Repeat the records below word for word, but start at the line that contains "ocean water in the photo above.", stop after the last line, and include nothing else.

━━━ SUPPLIED DATA

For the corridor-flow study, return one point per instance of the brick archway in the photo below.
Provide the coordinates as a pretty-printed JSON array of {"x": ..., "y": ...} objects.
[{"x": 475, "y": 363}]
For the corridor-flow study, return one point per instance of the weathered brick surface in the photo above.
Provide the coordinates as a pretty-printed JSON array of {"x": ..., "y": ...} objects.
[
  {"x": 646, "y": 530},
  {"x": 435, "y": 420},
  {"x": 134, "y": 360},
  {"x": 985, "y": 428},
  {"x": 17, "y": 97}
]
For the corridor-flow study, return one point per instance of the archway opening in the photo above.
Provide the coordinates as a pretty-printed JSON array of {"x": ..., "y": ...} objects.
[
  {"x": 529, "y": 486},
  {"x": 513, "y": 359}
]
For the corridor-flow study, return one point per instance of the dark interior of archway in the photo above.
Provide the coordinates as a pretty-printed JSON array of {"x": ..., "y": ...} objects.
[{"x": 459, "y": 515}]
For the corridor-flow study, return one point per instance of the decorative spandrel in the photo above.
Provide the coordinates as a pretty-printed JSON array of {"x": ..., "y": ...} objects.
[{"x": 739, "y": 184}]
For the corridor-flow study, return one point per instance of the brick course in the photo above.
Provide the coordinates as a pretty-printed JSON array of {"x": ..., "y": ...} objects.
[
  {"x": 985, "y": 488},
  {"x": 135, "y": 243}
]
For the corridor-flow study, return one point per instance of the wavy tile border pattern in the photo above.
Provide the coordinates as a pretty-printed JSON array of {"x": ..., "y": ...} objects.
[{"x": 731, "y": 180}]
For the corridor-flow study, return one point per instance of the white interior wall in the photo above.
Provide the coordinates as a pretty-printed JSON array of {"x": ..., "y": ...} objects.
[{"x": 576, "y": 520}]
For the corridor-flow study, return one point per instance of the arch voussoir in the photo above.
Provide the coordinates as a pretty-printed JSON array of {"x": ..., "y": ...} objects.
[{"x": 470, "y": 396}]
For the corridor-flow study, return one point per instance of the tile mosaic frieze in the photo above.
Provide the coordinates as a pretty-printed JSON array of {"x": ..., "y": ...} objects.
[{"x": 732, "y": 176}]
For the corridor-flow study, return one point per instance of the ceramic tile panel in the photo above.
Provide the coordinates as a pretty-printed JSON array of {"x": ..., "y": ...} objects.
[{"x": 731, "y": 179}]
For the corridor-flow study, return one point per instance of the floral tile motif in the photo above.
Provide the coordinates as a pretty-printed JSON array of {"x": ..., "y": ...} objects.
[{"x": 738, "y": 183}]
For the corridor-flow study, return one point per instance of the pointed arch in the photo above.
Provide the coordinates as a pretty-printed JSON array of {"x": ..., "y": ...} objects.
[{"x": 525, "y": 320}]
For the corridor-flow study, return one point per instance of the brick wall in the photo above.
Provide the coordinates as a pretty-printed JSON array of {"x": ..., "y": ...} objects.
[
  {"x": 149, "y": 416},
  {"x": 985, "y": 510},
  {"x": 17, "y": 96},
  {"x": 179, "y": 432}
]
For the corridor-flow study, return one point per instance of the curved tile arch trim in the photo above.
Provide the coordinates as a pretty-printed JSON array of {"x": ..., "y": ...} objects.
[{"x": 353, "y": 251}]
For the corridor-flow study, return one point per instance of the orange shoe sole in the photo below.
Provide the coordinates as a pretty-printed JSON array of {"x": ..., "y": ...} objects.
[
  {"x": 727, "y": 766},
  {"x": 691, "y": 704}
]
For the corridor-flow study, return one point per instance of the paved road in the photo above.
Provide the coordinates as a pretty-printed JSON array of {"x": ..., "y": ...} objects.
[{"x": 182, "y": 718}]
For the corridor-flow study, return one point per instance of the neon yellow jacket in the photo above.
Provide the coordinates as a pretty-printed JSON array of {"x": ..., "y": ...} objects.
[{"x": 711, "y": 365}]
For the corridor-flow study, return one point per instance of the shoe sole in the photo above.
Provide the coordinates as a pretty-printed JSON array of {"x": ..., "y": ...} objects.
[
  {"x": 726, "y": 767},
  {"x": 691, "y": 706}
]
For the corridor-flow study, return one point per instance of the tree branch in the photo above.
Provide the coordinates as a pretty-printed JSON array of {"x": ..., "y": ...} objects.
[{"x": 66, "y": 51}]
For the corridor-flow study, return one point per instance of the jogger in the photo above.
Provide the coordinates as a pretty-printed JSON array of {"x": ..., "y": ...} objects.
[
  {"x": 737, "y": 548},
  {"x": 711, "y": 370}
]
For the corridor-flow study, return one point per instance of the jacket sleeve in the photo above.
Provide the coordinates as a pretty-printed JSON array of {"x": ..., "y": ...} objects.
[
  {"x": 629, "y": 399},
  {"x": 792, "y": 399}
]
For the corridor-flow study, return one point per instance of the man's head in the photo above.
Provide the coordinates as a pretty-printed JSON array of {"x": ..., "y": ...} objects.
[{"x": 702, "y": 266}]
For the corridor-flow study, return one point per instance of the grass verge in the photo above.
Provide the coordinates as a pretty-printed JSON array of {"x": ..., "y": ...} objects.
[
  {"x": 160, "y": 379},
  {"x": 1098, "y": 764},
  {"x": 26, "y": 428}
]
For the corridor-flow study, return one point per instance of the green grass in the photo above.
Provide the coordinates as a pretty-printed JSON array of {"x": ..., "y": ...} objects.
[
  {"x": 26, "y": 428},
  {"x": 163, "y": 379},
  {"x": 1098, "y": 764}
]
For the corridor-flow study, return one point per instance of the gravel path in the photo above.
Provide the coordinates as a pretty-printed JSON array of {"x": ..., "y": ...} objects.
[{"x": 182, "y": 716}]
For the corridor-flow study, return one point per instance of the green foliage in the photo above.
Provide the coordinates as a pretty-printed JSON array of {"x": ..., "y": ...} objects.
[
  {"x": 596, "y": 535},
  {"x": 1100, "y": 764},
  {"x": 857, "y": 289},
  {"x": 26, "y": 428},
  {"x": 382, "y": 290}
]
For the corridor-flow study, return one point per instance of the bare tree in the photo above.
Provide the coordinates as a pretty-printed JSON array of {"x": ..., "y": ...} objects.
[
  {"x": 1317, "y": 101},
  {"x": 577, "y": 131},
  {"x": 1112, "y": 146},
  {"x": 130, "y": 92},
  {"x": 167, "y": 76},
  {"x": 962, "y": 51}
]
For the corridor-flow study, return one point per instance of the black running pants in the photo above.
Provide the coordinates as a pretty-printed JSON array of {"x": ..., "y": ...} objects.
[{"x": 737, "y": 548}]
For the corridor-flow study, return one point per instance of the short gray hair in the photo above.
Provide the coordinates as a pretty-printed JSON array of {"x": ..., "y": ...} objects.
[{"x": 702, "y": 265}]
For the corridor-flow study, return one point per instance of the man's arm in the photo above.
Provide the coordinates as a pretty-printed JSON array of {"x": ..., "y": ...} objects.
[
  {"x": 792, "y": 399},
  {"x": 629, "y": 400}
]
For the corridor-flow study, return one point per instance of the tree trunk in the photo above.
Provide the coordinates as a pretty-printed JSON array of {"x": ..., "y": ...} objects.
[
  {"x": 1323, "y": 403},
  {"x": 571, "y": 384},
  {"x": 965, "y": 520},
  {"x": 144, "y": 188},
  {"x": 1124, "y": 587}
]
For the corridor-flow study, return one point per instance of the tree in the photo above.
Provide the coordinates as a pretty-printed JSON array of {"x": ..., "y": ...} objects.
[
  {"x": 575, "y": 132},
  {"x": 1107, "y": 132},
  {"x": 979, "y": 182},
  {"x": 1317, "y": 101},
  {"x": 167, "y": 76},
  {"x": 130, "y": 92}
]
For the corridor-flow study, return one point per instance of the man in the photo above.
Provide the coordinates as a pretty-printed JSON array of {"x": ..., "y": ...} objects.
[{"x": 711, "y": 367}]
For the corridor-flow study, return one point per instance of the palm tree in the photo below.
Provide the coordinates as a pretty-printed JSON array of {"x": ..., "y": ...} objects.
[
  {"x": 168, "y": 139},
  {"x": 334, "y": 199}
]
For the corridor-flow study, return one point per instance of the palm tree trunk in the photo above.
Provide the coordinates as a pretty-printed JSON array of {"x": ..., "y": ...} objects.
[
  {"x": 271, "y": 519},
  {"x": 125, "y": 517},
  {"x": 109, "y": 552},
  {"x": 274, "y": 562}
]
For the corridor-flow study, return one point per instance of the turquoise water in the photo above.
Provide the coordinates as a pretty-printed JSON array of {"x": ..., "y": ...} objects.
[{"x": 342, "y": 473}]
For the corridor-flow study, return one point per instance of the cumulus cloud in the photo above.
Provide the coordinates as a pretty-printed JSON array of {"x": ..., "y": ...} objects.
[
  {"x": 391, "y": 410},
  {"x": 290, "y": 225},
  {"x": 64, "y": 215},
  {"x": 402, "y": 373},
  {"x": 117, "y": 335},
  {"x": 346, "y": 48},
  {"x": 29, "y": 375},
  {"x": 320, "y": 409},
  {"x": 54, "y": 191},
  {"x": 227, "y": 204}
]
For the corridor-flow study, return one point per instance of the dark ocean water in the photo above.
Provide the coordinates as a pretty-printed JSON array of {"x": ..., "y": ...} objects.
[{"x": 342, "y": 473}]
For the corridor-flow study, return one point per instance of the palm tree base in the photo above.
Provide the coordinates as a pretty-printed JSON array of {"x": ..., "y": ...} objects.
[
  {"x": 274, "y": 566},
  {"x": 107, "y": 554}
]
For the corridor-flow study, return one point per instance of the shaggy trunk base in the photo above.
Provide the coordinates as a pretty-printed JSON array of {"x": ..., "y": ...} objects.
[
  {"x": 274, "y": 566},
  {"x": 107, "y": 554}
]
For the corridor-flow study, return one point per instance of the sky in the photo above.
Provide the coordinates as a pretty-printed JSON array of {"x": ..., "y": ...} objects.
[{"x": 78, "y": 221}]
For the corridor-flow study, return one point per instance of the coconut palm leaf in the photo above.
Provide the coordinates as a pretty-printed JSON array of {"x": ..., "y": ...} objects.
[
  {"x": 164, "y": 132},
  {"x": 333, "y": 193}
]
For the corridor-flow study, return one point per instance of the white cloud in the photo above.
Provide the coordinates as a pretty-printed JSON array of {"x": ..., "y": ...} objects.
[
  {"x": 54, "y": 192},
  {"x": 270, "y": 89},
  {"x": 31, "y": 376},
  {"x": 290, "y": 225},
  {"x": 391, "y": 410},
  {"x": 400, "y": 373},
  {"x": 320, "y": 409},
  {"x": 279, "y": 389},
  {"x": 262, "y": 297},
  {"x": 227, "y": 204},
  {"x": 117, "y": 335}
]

━━━━━━

[CORRECT ANSWER]:
For the corridor-flow study, return one point per instance of the dark ocean water in the photo above.
Provide the coordinates as a pretty-printed JSON array of {"x": ..., "y": ...} objects.
[{"x": 342, "y": 473}]
For the corridor-flow study, return one point per instance of the palm tree base in the photo above.
Provide the coordinates as a pretty-printed JSON array of {"x": ..., "y": ...} objects.
[
  {"x": 274, "y": 566},
  {"x": 107, "y": 554}
]
For the corridor-flow study, return one point per instance of the shaggy trunk base in the photo above.
Provide the coordinates as a pretty-printed JSON array of {"x": ..., "y": ...} objects.
[
  {"x": 274, "y": 566},
  {"x": 107, "y": 554}
]
For the corridor-flow study, return one point per instance of the sky in the photo above.
Provide the coordinates as a pretty-printed JSON array of {"x": ..., "y": ...} objects.
[{"x": 78, "y": 221}]
For the corridor-flow study, return one point per instance of the coconut palm leaf in the photo above.
Provide the coordinates as a pretty-printed JSON array of {"x": ..., "y": ...} objects.
[
  {"x": 164, "y": 132},
  {"x": 333, "y": 193}
]
For the corridor-flow study, return one point per instance of the white cloud in the photo above.
Provide the coordinates as a pretty-printed JSON array of {"x": ..., "y": ...} objects.
[
  {"x": 54, "y": 192},
  {"x": 270, "y": 89},
  {"x": 31, "y": 376},
  {"x": 290, "y": 225},
  {"x": 391, "y": 410},
  {"x": 400, "y": 373},
  {"x": 320, "y": 409},
  {"x": 279, "y": 389},
  {"x": 262, "y": 297},
  {"x": 227, "y": 204},
  {"x": 117, "y": 335}
]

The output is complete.